* **Records**
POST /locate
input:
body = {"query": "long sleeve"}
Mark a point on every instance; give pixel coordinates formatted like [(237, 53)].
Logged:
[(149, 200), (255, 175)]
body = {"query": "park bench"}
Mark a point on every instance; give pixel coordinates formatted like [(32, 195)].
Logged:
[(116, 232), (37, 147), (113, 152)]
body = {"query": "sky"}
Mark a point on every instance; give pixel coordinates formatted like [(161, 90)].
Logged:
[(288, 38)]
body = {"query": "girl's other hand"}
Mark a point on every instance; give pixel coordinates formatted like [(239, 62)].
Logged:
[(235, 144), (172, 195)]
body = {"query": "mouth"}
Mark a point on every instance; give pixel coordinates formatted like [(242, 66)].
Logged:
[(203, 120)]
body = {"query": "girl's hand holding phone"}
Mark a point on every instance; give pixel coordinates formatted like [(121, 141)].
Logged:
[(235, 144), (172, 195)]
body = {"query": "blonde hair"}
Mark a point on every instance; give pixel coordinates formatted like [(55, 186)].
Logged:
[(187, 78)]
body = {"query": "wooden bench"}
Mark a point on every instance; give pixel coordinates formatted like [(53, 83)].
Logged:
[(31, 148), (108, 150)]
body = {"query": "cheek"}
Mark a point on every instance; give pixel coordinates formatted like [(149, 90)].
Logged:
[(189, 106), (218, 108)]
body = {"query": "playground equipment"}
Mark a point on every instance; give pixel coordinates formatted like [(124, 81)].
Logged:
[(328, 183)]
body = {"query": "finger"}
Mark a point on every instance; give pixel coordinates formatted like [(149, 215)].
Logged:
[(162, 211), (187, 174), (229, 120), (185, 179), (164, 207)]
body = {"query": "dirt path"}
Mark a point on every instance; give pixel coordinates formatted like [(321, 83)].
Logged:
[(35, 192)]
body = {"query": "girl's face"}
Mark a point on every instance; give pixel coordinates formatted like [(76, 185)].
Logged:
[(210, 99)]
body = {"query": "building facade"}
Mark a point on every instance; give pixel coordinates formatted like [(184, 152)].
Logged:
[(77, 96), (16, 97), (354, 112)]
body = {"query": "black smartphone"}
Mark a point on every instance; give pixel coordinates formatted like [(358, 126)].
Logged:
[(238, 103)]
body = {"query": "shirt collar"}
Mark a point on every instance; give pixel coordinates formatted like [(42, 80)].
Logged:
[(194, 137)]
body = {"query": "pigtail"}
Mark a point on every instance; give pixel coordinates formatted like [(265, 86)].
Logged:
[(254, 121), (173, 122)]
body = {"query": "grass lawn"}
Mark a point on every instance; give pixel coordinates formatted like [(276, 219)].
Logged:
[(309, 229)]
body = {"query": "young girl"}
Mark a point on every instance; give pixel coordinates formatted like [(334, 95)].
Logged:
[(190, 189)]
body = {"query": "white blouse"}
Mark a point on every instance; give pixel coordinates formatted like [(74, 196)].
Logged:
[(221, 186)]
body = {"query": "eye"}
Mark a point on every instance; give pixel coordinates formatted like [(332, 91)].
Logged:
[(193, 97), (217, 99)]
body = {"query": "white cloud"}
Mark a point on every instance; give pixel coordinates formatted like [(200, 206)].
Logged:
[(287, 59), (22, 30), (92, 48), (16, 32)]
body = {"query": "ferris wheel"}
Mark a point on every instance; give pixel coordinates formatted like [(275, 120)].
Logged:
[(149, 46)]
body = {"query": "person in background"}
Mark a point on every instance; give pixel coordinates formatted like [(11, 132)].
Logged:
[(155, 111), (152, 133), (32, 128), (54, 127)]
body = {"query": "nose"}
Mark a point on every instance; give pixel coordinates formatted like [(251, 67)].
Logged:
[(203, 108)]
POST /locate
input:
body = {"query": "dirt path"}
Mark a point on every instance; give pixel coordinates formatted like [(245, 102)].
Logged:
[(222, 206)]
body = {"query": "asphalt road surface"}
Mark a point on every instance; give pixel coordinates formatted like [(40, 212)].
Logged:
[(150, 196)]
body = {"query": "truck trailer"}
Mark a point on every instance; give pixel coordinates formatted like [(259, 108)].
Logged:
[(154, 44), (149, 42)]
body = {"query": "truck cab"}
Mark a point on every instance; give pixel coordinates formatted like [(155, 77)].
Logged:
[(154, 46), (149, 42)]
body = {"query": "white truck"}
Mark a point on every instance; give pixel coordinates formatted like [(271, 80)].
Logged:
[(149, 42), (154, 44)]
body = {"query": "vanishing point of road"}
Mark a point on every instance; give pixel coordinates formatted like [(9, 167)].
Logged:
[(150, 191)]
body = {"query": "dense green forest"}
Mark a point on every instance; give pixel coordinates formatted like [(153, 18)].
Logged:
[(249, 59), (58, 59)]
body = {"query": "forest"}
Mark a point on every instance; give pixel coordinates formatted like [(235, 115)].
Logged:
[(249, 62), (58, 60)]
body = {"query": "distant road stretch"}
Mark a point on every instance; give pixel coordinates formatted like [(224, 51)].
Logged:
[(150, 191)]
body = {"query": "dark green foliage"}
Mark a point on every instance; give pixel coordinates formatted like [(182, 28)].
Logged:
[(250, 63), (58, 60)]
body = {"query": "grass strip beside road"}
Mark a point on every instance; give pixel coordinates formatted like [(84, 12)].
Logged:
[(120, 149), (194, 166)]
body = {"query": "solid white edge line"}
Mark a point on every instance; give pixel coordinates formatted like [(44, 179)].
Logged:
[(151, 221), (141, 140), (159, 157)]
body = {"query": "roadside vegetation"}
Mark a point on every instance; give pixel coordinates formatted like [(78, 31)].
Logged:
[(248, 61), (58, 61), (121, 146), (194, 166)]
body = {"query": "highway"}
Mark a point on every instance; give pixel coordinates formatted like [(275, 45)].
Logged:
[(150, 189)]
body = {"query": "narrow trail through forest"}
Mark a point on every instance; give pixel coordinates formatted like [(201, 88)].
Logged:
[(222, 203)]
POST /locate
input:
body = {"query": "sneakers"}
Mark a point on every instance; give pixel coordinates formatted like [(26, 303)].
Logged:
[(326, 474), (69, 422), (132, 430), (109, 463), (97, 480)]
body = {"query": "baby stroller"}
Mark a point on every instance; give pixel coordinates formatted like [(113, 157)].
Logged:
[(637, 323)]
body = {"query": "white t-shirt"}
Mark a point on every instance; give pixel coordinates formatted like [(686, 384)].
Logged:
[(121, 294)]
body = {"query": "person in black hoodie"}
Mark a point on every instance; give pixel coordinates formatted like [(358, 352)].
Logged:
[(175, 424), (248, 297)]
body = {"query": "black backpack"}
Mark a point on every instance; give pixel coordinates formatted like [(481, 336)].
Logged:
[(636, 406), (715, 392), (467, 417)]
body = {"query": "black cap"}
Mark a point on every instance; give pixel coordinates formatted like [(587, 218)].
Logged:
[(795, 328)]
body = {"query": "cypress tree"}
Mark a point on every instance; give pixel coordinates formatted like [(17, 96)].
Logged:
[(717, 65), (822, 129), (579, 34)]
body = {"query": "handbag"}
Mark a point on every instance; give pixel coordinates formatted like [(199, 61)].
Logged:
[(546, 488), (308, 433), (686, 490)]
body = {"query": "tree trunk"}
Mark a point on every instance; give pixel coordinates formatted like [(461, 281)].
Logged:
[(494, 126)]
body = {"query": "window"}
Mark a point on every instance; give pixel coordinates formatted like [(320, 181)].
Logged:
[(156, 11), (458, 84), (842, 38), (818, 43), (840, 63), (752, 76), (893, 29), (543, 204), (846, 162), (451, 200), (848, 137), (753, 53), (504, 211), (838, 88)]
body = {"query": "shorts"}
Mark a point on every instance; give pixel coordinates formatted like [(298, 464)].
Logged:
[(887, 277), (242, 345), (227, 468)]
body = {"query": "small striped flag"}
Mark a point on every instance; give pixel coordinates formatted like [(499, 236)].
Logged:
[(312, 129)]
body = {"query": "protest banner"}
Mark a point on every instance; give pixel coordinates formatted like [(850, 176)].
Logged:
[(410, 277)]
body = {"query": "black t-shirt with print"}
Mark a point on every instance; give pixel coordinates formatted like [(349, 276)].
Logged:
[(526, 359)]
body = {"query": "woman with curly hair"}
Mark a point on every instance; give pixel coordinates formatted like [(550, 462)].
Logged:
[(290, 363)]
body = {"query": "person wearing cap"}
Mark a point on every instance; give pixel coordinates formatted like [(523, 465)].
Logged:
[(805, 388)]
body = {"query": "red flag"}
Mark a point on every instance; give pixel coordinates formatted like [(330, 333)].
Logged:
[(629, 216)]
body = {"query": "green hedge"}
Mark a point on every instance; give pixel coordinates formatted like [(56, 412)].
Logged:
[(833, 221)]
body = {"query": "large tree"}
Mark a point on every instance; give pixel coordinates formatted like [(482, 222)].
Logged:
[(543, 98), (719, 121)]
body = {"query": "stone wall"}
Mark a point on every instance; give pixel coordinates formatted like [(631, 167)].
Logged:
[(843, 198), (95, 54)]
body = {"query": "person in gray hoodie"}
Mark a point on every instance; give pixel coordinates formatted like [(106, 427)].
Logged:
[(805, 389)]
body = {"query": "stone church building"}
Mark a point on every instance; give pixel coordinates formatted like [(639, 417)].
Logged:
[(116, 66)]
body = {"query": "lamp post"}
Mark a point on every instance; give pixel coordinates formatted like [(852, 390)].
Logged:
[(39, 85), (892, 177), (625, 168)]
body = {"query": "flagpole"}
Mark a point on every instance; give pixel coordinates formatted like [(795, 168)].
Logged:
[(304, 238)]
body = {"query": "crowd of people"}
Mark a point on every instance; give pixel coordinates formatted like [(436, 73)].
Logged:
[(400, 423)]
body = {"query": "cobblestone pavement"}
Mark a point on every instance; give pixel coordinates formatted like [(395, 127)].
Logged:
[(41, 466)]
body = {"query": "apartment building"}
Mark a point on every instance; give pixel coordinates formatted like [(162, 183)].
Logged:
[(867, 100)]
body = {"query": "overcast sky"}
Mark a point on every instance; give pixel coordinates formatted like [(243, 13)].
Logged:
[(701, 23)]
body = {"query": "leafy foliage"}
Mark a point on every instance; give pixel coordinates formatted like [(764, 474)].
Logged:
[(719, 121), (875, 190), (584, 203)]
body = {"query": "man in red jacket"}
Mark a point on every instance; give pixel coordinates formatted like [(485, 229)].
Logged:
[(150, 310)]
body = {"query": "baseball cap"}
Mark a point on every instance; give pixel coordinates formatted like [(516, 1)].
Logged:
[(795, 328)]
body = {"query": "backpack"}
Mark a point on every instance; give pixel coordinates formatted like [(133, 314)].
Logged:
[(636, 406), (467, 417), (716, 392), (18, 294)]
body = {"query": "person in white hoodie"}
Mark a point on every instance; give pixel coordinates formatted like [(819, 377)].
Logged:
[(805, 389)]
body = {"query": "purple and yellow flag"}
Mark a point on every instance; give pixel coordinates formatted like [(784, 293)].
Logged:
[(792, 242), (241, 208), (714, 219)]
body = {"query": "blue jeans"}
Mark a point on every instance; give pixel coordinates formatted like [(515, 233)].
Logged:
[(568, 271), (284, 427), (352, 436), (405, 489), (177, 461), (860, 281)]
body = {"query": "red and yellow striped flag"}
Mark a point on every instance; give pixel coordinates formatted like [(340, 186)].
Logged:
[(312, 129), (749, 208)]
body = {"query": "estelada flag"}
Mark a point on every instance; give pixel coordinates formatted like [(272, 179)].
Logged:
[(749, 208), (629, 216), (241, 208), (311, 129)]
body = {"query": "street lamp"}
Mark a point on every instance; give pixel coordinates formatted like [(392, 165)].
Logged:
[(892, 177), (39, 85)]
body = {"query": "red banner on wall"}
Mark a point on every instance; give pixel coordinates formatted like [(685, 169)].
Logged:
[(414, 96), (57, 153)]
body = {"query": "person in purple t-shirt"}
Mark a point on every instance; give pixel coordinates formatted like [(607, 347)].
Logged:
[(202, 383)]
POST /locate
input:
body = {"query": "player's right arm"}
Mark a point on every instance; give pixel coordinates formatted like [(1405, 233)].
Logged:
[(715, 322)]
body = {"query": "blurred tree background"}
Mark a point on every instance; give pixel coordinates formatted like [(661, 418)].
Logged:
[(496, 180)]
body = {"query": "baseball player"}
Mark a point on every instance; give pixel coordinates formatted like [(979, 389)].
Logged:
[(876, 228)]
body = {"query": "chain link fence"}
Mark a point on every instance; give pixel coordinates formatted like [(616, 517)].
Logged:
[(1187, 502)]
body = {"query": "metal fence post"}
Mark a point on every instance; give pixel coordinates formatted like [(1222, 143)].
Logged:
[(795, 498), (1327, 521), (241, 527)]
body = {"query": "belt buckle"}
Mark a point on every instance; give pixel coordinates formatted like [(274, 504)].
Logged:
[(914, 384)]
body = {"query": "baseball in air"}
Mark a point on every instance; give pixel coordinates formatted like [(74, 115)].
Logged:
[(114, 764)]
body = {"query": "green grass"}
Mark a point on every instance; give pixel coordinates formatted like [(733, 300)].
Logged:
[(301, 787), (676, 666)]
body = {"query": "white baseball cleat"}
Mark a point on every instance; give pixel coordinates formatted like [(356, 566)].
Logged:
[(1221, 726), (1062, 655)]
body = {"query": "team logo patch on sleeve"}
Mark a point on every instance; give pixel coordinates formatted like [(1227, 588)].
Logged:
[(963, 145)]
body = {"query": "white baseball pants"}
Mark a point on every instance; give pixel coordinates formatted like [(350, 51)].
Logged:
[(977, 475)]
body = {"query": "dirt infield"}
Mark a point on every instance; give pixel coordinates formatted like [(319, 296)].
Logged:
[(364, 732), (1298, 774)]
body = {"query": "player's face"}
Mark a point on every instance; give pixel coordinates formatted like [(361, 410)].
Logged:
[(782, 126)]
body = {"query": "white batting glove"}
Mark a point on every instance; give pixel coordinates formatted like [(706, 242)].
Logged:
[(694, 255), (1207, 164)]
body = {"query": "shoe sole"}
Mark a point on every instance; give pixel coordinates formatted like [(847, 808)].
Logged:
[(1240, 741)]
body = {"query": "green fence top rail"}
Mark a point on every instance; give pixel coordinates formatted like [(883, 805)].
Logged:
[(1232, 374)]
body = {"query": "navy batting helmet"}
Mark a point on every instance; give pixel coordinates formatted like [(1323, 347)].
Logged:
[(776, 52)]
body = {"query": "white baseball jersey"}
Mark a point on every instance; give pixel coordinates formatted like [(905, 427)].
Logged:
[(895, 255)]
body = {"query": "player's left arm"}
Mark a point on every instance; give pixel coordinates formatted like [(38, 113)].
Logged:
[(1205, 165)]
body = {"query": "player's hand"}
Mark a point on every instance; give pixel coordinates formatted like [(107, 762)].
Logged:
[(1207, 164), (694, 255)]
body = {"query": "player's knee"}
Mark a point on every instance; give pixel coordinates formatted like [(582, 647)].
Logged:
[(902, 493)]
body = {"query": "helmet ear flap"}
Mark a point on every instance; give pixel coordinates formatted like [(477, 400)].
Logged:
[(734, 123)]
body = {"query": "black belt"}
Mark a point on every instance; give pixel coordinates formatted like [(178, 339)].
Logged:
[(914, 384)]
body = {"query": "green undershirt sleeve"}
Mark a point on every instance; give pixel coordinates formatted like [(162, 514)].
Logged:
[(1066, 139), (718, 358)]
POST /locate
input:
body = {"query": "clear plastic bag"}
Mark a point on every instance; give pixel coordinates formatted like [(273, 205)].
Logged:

* **What the task asks**
Pull out all lines of the data with the string "player".

* **Solved exercise**
body = {"query": "player's right arm"}
body = {"query": "baseball player"}
body = {"query": "player's face"}
body = {"query": "player's left arm"}
body = {"query": "player's hand"}
body = {"query": "player's knee"}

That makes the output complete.